-- Data excerpts start --

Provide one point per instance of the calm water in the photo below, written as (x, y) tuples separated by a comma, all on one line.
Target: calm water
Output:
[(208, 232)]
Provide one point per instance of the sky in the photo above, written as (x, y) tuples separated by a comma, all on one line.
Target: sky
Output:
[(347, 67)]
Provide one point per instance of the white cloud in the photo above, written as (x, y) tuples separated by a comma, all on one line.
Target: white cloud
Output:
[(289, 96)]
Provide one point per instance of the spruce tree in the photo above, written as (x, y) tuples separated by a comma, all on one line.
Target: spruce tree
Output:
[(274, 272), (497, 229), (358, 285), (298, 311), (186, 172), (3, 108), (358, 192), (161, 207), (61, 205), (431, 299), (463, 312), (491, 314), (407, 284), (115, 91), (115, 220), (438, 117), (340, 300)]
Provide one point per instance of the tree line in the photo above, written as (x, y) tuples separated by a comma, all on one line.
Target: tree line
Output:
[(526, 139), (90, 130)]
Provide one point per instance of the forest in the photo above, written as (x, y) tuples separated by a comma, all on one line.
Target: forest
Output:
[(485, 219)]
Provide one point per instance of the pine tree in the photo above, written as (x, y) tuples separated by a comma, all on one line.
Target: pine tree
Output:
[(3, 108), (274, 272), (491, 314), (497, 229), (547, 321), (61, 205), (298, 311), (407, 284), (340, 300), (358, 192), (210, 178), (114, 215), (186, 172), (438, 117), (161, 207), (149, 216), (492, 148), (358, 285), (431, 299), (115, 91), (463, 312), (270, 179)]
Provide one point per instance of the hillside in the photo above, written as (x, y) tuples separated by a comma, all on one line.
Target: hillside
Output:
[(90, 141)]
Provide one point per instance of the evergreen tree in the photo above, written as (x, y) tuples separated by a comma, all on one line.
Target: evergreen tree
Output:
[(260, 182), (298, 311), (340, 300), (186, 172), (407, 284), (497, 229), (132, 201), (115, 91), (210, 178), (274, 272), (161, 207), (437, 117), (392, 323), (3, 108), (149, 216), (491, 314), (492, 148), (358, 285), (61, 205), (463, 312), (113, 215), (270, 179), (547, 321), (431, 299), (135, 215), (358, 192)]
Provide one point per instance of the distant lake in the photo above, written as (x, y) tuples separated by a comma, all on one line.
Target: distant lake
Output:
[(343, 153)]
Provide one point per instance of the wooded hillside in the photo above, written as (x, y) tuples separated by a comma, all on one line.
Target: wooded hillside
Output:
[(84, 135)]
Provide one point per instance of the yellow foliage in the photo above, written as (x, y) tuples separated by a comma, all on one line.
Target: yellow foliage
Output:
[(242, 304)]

-- Data excerpts end --

Exercise description: Print every row above again, word for word, with nothing added or changed.

Final result:
Provide one point per instance of the calm water in the photo below, written as (x, y) tuples separated by a comma, all on one line.
Target: calm water
Output:
[(208, 232)]
Provide one point per instance of the sky in the photo above, written as (x, y) tuples separated by a comma, all on one line.
Target: sky
Output:
[(347, 67)]
Provide one point per instance of the white cloud in the photo above, written as (x, y) tuples separated by a comma, all on one line.
Target: white cloud
Output:
[(289, 96)]
Provide one point per instance of the spruce tree in the photo above, written as (x, y) tuples separated by a comma, all on one line.
Target: spruce tree
Output:
[(274, 272), (497, 229), (358, 285), (298, 311), (186, 172), (3, 108), (358, 192), (161, 207), (61, 205), (431, 299), (463, 312), (491, 314), (407, 284), (115, 91), (115, 220), (438, 117), (340, 300)]
Provide one point per instance of the tree line in the photo above, written as (x, y) tuples separated by a comma, all on one line.
Target: tree line
Output:
[(526, 139), (90, 130)]
Provide one point per instance of the forest in the photo above, written as (x, y) tuples separated by a comma, all on one line.
Target: forest
Output:
[(485, 219)]
Provide one point per instance of the pine tree in the photo above, written as (x, y) tuples separated by a comma, all on one line.
Target: pine tree
Output:
[(3, 108), (274, 272), (491, 314), (497, 229), (547, 321), (61, 205), (298, 311), (407, 284), (340, 300), (358, 192), (210, 178), (114, 215), (186, 172), (438, 117), (161, 207), (149, 216), (492, 148), (358, 285), (431, 299), (115, 91), (463, 312), (270, 179)]
Provide one point per instance of the hillside in the photo above, written as (x, y) tuples separated by a comma, all on one line.
Target: hillside
Output:
[(90, 141)]
Provide one point per instance of the evergreen tree in the photo above, written as (x, y) tuples separated by a comma, all on one line.
Target: evergreen tree
Output:
[(260, 182), (298, 311), (340, 300), (186, 172), (407, 284), (497, 229), (132, 201), (115, 91), (210, 178), (274, 272), (161, 207), (437, 117), (392, 323), (3, 108), (149, 216), (491, 314), (492, 148), (358, 285), (61, 205), (463, 312), (113, 215), (270, 179), (547, 321), (431, 299), (135, 215), (358, 192)]
Provide one point per instance of the distant lake in the photo above, written as (x, y) tuples separated by a comma, all on one line.
Target: distant lake
Output:
[(343, 153)]
Provide one point per instance of the wooded hillside in the photo above, written as (x, y) tuples separated by a comma, all on one line.
Target: wooded hillside
Output:
[(84, 135)]
Provide one point per instance of the yellow foliage in the photo above, written as (x, y) tuples separated by a comma, all on one line.
Target: yellow foliage
Output:
[(242, 304)]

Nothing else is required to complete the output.